PROBLEM TO SOLVE
Update the listing lines from the line with "segment person's hand, each instance" through the end of the listing, replacing "instance" with "object" and changing nothing else. Return only those updated lines.

DATA SECTION

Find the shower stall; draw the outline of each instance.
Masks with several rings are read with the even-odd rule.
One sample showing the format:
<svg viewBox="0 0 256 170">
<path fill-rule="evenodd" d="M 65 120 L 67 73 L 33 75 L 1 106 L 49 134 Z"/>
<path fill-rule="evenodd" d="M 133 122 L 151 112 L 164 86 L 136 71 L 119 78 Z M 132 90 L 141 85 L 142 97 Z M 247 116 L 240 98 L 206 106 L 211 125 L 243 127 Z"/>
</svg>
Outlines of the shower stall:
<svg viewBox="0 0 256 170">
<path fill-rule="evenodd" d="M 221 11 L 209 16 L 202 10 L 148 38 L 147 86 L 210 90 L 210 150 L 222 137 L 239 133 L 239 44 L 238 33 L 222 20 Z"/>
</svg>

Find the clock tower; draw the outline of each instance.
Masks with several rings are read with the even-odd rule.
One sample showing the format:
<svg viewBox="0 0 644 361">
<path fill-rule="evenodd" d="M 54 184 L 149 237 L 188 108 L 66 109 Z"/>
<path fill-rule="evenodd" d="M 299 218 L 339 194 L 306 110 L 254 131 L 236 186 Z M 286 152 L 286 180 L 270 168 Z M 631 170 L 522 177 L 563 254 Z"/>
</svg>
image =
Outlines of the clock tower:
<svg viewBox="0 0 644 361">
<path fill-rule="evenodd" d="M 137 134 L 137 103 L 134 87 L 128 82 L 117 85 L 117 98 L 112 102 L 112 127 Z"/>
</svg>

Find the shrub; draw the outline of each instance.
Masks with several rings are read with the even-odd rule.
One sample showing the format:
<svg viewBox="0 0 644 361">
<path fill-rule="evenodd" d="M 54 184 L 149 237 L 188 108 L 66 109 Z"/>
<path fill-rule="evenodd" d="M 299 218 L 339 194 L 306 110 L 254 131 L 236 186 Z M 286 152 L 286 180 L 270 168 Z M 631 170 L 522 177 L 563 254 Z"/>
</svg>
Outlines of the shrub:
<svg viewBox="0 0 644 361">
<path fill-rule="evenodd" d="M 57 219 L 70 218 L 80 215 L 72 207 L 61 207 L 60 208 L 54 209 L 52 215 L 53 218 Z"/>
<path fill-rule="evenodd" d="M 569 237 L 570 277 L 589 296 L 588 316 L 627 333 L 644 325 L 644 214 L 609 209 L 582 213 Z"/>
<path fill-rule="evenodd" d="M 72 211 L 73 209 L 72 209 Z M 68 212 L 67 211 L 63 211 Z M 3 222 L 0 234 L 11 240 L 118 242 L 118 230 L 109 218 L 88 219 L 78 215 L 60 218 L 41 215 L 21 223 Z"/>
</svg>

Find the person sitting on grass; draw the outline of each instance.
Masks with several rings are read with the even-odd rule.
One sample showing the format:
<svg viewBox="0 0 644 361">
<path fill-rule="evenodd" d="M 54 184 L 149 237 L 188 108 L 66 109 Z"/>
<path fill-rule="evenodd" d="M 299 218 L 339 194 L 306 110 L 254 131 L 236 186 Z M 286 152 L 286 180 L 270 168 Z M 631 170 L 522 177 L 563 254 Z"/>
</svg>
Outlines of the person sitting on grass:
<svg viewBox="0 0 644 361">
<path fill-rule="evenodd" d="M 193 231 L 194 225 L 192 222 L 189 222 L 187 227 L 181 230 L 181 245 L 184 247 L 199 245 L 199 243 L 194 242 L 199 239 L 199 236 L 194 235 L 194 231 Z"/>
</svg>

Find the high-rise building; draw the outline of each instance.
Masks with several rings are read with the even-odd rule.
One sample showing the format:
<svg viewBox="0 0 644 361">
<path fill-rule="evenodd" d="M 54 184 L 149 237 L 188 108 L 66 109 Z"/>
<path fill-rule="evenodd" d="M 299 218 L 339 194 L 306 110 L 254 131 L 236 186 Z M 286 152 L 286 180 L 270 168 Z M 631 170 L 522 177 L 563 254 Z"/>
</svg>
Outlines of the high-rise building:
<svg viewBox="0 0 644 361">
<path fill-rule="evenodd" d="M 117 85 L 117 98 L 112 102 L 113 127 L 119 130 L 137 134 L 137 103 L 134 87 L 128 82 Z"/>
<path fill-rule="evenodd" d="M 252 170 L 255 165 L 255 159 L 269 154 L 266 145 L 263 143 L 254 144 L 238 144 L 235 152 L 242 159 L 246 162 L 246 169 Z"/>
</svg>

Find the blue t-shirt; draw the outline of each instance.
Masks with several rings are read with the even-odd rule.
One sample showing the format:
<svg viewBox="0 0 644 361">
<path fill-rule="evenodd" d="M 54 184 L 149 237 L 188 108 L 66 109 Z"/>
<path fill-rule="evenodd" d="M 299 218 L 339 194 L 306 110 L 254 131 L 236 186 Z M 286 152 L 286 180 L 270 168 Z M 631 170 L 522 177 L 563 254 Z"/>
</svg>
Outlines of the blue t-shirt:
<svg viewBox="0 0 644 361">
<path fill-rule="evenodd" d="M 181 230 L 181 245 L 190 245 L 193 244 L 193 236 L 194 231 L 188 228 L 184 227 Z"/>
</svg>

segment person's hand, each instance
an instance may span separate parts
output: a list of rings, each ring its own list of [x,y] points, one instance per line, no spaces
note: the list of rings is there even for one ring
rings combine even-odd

THE OUTPUT
segment person's hand, each object
an object may span separate parts
output: a list of rings, each ring its own list of [x,y] points, one object per line, no spaces
note: the list of rings is there even for one ring
rings combine even-odd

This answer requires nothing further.